TASK BRIEF: Take the entries that follow and return exactly the lines from the one holding "the man's left" through the one holding "of the black", both included. Nothing else is needed.

Stored data entries:

Start of Block

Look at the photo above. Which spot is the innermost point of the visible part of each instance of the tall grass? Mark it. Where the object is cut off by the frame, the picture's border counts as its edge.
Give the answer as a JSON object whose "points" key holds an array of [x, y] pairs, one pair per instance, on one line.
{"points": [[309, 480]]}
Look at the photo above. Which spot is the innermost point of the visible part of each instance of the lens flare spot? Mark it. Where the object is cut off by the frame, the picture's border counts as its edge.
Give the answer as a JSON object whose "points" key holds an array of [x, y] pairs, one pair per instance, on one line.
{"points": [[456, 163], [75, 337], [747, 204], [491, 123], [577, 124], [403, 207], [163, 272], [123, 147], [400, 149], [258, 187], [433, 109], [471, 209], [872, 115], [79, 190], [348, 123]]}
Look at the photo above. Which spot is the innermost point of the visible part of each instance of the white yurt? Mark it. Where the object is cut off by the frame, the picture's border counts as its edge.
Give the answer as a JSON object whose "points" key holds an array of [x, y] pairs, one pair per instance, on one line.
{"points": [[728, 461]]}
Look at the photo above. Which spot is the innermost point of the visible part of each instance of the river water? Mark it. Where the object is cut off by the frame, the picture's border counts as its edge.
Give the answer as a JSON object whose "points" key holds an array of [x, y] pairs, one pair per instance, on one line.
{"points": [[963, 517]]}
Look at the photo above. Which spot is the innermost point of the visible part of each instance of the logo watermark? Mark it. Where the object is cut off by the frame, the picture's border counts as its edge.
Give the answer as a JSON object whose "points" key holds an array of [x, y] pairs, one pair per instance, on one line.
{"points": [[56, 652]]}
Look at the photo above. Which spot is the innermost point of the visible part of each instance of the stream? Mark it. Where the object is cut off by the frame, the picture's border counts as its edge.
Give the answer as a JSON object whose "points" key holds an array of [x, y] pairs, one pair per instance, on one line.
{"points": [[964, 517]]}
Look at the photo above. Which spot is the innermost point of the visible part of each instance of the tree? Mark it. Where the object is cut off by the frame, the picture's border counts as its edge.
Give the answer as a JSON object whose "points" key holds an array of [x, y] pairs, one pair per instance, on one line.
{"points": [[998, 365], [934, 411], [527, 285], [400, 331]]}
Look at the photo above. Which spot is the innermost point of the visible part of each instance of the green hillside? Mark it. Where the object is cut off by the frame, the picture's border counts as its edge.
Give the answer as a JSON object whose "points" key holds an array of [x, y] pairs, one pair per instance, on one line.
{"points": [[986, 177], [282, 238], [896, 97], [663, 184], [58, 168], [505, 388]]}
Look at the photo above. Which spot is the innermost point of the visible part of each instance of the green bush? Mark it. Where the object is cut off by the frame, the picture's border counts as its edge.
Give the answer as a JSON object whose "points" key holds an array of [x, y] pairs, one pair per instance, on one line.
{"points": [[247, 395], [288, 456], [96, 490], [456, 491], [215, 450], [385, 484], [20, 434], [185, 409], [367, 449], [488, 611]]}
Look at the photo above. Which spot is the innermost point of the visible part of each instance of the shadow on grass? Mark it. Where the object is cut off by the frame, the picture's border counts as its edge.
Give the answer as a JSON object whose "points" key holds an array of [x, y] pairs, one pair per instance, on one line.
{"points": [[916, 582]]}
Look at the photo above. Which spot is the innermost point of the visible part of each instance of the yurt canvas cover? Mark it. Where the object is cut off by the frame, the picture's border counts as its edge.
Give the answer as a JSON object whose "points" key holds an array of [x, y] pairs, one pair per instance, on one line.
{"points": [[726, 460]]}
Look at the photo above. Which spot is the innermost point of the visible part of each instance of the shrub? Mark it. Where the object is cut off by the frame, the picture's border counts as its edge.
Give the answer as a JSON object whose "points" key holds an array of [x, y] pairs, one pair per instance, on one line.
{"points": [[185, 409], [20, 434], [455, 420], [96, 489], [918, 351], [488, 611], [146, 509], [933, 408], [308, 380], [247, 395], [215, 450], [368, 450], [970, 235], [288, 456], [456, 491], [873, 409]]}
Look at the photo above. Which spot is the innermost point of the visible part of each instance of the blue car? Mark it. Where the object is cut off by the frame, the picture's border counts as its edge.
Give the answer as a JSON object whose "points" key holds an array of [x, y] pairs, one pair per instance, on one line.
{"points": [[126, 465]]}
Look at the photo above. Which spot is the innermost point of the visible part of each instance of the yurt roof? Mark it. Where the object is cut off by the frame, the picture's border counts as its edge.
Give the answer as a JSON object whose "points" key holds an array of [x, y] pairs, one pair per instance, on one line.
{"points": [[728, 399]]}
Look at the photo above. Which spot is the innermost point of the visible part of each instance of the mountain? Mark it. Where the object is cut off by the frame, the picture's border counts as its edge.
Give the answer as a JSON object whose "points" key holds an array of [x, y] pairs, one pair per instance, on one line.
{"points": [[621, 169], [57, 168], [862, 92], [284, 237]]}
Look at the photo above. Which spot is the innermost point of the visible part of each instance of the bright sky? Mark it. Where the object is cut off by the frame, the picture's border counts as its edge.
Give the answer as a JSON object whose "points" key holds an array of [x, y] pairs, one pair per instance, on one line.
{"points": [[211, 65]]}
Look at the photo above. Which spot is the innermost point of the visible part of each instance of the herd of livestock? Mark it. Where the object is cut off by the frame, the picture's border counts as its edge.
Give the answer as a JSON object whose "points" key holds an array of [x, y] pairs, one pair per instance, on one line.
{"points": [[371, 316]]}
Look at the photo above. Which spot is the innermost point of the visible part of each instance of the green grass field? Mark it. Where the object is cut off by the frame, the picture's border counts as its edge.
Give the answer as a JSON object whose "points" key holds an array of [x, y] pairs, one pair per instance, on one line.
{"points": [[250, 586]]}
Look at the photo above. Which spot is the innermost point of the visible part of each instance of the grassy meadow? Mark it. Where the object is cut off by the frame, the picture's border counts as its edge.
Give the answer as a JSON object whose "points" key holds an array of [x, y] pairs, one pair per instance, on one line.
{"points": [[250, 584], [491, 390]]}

End of Block
Start of Block

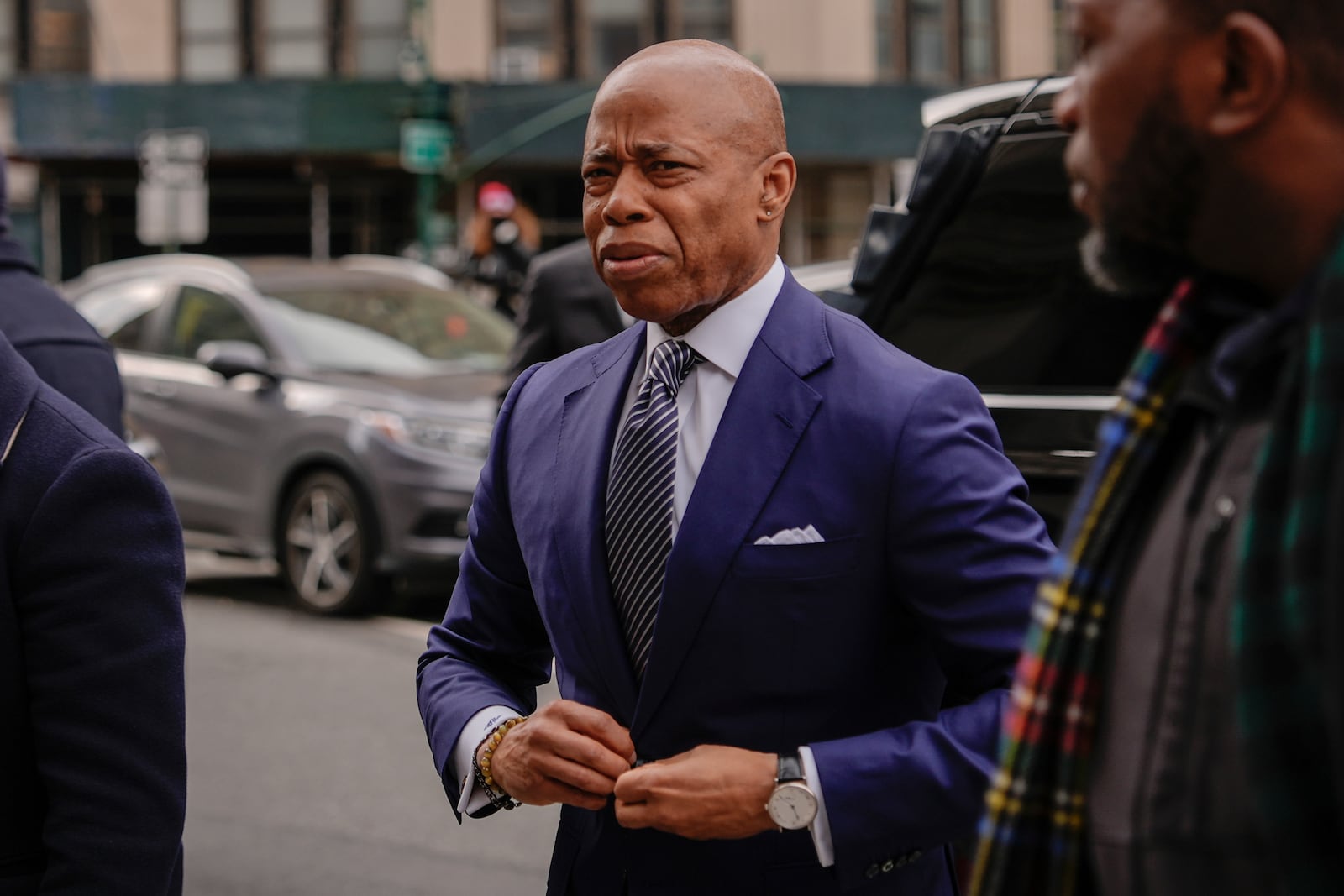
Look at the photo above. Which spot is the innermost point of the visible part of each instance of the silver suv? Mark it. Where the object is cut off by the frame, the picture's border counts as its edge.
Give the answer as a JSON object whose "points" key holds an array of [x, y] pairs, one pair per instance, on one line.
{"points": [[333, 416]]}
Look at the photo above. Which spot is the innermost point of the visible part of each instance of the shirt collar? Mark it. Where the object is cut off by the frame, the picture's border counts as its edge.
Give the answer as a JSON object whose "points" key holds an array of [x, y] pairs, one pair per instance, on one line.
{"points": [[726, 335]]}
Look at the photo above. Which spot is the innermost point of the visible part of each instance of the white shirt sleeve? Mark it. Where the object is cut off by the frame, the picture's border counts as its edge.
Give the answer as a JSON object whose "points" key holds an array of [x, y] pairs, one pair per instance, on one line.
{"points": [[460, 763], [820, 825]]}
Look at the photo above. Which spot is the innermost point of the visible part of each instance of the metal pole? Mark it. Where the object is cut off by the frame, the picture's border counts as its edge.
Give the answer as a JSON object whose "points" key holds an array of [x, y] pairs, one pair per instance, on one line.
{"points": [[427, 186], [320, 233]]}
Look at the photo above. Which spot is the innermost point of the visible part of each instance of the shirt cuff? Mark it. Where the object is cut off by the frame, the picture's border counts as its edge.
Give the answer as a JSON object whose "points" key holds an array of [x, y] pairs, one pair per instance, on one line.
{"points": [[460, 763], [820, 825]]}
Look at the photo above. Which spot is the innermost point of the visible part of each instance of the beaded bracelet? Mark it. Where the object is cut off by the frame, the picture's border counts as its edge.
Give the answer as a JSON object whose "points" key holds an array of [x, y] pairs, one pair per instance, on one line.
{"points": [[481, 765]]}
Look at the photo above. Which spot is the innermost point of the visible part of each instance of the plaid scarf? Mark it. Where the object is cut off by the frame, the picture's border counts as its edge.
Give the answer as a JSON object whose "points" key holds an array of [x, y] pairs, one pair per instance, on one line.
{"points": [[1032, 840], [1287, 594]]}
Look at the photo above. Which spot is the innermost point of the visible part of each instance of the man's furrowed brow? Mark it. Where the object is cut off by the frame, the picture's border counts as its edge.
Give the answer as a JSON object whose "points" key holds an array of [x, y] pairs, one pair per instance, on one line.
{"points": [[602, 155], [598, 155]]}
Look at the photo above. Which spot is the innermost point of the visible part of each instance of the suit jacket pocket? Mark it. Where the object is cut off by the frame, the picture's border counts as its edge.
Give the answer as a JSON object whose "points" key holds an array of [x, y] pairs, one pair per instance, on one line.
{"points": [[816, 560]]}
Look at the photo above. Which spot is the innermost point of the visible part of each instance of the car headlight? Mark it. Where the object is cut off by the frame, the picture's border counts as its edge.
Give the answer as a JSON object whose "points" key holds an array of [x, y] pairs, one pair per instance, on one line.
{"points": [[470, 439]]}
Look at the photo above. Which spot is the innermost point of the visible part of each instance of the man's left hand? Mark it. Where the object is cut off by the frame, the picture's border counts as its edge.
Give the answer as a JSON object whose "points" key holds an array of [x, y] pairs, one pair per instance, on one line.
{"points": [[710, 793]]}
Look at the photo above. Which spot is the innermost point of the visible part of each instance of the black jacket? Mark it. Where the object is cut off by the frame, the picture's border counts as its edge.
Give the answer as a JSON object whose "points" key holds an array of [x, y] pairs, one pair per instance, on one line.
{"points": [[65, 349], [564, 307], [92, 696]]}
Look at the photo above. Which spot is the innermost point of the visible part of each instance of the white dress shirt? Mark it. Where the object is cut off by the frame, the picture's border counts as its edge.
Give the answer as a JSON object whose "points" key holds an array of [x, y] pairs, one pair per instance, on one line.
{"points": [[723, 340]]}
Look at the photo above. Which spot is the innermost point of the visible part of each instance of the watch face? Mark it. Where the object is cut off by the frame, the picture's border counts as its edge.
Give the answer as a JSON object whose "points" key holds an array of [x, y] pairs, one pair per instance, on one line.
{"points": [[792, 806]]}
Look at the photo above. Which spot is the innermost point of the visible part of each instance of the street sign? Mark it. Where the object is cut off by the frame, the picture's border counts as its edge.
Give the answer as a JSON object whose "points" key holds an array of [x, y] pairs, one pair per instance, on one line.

End of Block

EXPECTED OUTPUT:
Look at the photo above. Which spot is the innermost point of the visible part of each instance of the man's left hand? Mark it. Where the object is cut off by the frame, the picture's border counts as its edge.
Give the answer as a JSON object whose "points" key holds an array of [x, y] pairs, one pair per instance, on one line.
{"points": [[710, 793]]}
Look at the photo above. Which spot is the innermost point of the visible part of each instance of the black jacket? Mark it. Where the object is cut off by the frame, the picture's border counts as its edge.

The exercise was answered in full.